### [Task to carry out]
Reproduce every line of the material below, requests included, and multiply each x and y coordinate in the answers by 2.05, rounding to the nearest whole number with halves rounded up.

### [Dataset content]
*****

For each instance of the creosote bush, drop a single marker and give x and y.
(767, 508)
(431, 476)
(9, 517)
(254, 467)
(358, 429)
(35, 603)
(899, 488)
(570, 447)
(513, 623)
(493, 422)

*****

### [Response for this exercise]
For each instance of the creosote bush, drop a single marker and give x and y.
(1572, 1041)
(884, 976)
(18, 1060)
(521, 957)
(734, 879)
(72, 1236)
(1843, 1000)
(1169, 916)
(1052, 1277)
(1011, 865)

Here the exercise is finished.